- Liste des consignes -
(A) D'après l'extrait sur la stratégie de l'USI, quels sont les deux axes que l'on a l'habitude de représenter ?
(B) Recopiez l'extrait sur la stratégie de l'USI en commençant par « Ce schéma se » et en allant jusqu'à « travers leurs articles. ».
(C) Prolongez l'extrait sur la stratégie de l'USI au-delà de sa dernière phrase.

2.- Un colloque est souvent l'occasion de dresser un << Etat
de l'art >>. L'art de l'USI est issu de la main de l'homme,
c'est donc un artefact selon H. Simon, et en même temps, il est la
trace de l'habileté et de la connaissances des participants qui
s'y sont investis. Bien que la fragmentation de cet art soit encore
très importante, l'USI marque, par la variété des formes de SI
qu'elle peut supporter, des promesses d'avenir qu'il y a lieu de
d'explorer pour l'entreprise. Que ce Colloque soit à la fois
scientifique et promotionnel, ne fait que renforcer la caractéristique
d'ouverture de l'USI et montre déjà que cet << Etat de
l'art >> est le résultat d'un vouloir << tracer son
chemin en marchant >> .
3.- La stratégie de l'USI dont les
chapitres précédents ont révélé la
complexité, ne peut au
mieux s'appréhender, aujourd'hui, qu'à la faveur d'un
essai de modélisation. On présentera dans la suite un
schéma, même
si on le nomme modèle, basé sur la structure linguistique
selon R. Jakobson.
Ce schéma se voudrait, néanmoins, dynamique et interactif,
pour révéler
diverses alternatives de stratégies possibles dans ce délicat passage du
SI à l'USI (risques et limites).
2.- Outillage d'analyse.
2.1.- Bref rappel des idées de R. Jakobson
Là encore, on peut remercier nos collègues qui ont fourni la
matière première de cette recherche à travers leurs articles.
Ils ont su apporter la critique des positions actuelles et faire l'effort
de définir de nouveaux métiers. L'option d'une analyse linguistique
se trouve donc en partie justifiée par ces articles associés au Colloque.
Quelques propos de R. Jakobson sont ici rapportées pour aider à la
compréhension de la démarche. < Parler implique deux opérations
fondamentales : la sélection de certaines unités linguistiques dans
le Code ou trésor lexical commun et la combinaison de ces unités en
unités de plus en plus vastes et complexes, chaque niveau intégrant
ceux qui le précèdent dans un ensemble hiérarchiquement
supérieur :
des phonèmes aux monèmes puis aux mots, des mots aux phrases et des
phrases aux énoncés. Ces liaisons de niveau de complexité croissante
sont régies par des lois phonologiques, grammaticales et syntaxiques de
contrainte décroissante.>
On a l'habitude de représenter deux
axes, l'un vertical, l'axe de la METAPHORE et l'autre horizontal,
l'axe de la METONYMIE. - le premier s'apparente à la sélection,
la substitution, l'opposition, la similarité
- le second s'apparente à
la combinaison, le contexte, le contraste, la contiguité.
On se rapportera ultérieurement à la figure 1,
pour la représentation du schéma ou modèle.

- Données fournies -
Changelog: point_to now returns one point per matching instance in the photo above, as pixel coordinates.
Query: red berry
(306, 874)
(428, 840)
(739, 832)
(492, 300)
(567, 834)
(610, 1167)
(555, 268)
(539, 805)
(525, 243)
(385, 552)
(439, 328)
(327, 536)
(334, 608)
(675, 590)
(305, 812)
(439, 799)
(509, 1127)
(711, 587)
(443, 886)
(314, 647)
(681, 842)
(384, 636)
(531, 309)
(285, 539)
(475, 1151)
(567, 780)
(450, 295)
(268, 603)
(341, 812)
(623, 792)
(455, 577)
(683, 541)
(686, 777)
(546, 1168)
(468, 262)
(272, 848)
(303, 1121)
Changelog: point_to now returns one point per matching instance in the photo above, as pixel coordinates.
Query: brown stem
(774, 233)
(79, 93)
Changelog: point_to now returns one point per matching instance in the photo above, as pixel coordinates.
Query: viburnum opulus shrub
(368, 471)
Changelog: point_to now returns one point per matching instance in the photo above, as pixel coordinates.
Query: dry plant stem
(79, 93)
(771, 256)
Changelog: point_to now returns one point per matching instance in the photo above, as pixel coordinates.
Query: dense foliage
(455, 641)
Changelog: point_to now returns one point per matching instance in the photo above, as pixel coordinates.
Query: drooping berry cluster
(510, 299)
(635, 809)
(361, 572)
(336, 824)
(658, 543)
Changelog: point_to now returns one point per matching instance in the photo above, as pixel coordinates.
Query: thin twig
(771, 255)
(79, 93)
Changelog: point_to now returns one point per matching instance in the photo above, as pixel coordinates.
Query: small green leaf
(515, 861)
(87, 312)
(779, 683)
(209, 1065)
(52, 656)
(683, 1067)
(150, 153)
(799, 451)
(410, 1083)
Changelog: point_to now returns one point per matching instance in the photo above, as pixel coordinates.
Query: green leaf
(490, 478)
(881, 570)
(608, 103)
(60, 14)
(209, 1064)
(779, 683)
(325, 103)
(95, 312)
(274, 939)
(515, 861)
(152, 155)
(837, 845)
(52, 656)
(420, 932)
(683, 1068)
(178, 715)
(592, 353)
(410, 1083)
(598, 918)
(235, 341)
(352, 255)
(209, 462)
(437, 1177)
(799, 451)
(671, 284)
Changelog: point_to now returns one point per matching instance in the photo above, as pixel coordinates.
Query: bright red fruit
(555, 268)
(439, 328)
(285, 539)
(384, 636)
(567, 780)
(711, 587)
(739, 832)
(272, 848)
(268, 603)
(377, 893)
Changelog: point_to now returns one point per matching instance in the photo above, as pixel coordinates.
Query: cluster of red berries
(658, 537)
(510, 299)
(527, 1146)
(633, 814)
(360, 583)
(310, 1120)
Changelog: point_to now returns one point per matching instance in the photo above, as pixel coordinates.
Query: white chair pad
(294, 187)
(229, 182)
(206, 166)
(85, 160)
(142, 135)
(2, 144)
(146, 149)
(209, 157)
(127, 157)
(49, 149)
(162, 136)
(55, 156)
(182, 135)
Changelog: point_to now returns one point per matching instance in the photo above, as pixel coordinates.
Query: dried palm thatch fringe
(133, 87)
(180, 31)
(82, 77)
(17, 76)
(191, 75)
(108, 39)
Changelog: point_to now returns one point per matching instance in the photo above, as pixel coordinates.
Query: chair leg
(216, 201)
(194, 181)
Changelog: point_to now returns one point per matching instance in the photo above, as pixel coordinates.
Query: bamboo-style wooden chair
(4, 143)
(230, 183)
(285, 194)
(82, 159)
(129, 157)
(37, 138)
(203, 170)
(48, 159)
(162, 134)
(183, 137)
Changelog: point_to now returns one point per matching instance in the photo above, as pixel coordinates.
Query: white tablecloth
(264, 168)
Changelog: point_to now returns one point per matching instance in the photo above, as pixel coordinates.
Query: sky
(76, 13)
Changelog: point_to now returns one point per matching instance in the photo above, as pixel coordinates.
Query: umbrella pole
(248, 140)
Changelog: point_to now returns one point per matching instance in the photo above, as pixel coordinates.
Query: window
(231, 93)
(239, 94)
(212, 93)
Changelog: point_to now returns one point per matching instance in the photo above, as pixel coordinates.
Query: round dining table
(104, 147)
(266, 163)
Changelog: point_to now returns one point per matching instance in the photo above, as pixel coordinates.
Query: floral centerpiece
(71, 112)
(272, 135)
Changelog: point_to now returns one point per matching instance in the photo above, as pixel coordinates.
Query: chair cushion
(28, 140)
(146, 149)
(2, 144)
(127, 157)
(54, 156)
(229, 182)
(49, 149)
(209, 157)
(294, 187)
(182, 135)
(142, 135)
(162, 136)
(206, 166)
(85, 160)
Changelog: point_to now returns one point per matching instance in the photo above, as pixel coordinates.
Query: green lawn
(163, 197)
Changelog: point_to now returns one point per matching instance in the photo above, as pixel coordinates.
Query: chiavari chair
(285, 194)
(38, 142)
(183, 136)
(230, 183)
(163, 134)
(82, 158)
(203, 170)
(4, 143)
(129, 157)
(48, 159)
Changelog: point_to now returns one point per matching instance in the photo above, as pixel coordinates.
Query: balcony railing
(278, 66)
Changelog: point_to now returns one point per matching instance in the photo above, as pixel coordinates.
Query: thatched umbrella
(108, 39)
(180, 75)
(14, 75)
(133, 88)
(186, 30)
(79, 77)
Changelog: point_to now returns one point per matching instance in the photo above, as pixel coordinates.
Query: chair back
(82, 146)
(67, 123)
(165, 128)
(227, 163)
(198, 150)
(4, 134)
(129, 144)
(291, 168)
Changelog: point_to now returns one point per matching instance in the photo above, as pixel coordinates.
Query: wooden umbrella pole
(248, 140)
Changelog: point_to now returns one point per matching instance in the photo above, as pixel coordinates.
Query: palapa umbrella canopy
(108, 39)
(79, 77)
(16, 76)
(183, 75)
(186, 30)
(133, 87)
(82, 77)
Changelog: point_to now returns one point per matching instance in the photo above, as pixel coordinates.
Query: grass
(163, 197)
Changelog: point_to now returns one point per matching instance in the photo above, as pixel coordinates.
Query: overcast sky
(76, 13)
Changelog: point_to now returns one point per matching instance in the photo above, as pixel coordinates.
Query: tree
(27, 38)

- Résultats de l'exercice -
(A) L'axe vertical de la métaphore et l'axe horizontal de la métonymie.

(B)
Ce schéma se voudrait, néanmoins, dynamique et interactif,
pour révéler
diverses alternatives de stratégies possibles dans ce délicat passage du
SI à l'USI (risques et limites).
2.- Outillage d'analyse.
2.1.- Bref rappel des idées de R. Jakobson
Là encore, on peut remercier nos collègues qui ont fourni la
matière première de cette recherche à travers leurs articles.

(C)
2.2.- Mode opératoire de la recherche
Il n'est pas
inutile de rappeler une fois de plus, ici, que les circonstances dans lesquelles
s'est développée l'informatique (peut-être outrageusement
technologisée), n'ont pas fini de révéler des traces profondes
de frustration et, de ce fait, l'ont incitée à prendre, aujourd'hui,
la position risquée d'une sorte d'OPA sur l'Urbanisme. Si l'on
veut aborder le comment de son éventuelle stratégie (l'USI),
ce n'est pas à partir d'illusoires définitions de plus en plus
réductrices des pôles Urbanisme et SI, mais en essayant d'appréhender
d'une manière globale : - d'une part la vision informaticienne
de l'urbanisme à partir de son statut actuel et - d'autre part en
quoi l'urbanisme suscite-t-il la faveur de ce même groupe ? Le mode
opératoire va donc consister à décrire deux << tableaux >>
qui tiendront lieu, pour chacun des pôles, d'une existence exemplaire.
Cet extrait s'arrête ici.